Work required: In the forum post below about selling a paid-off house, what does the poster's wife want to do to buy the new home?

Text shown:
April 20, 2012 2:22 PM   Subscribe

Should I consider a mortgage when I want to sell my paid-off house and buy a new one, outright?

We would like to sell our house, which we have paid-off, and buy a new home (for slightly less than we get for this one) in a new town. My wife wants to take out a mortgage to buy the 2nd house (budget based on a conservative estimate of what this one is worth), and then worry about selling our current home. I want zero risk, and do not want to give a dime to the financial companies if I can avoid it. I would like to hear arguments on both sides. I am open to the idea that my lemonade-stand understanding of economics is overly simplistic, and mortgages can be useful tools in times like these. At the same time, I fear she is not being cautious enough about the possibility of this home not selling, and is wanting to gamble with our home.
posted by mantid to Work & Money (7 answers total)
 
We would like to sell our house, which we have paid-off, and buy a new home (for slightly less than we get for this one) in a new town.

Provided material:
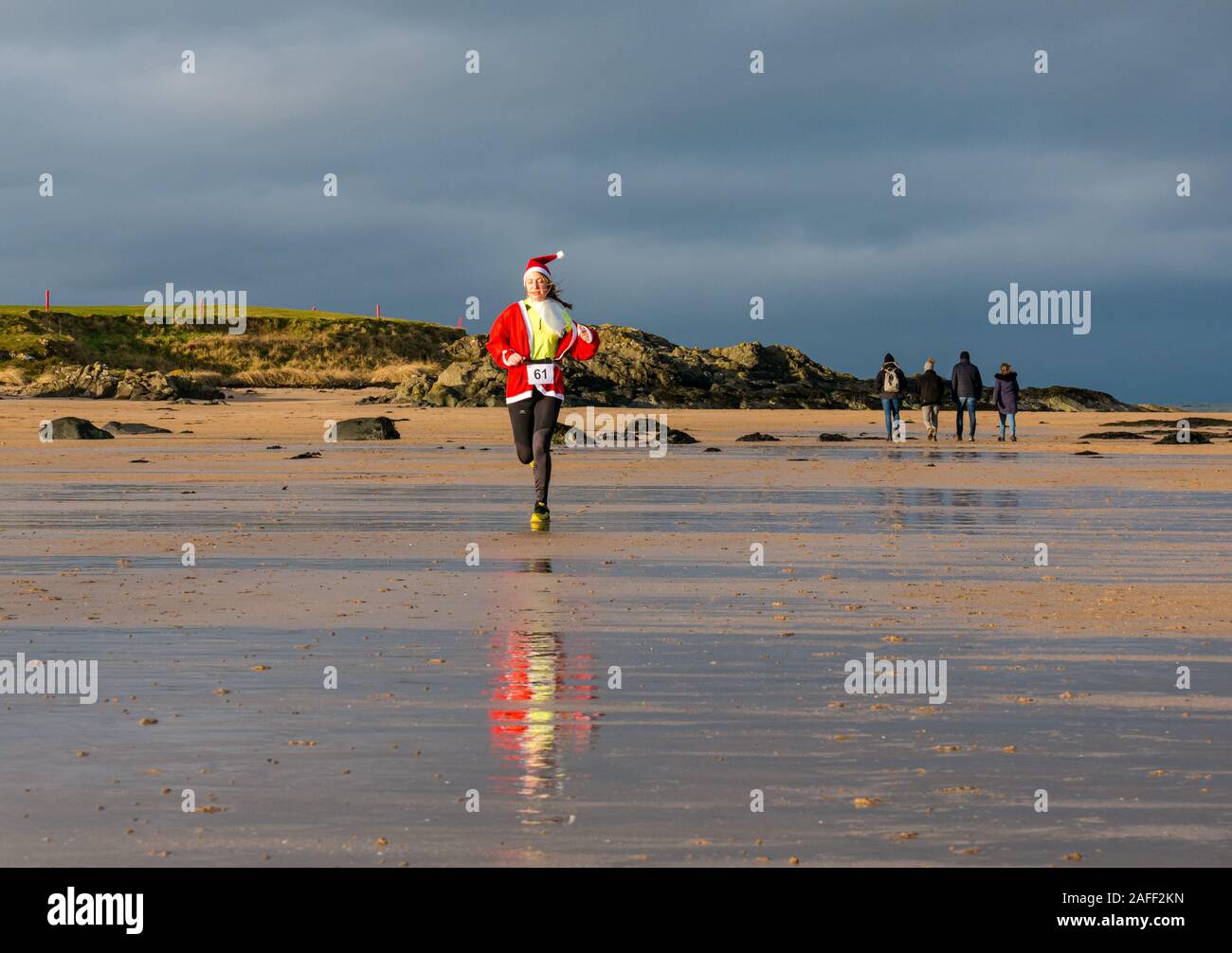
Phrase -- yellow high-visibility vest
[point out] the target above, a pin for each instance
(543, 341)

Written answer: She wants to take out a mortgage to buy the second house and then worry about selling their current home.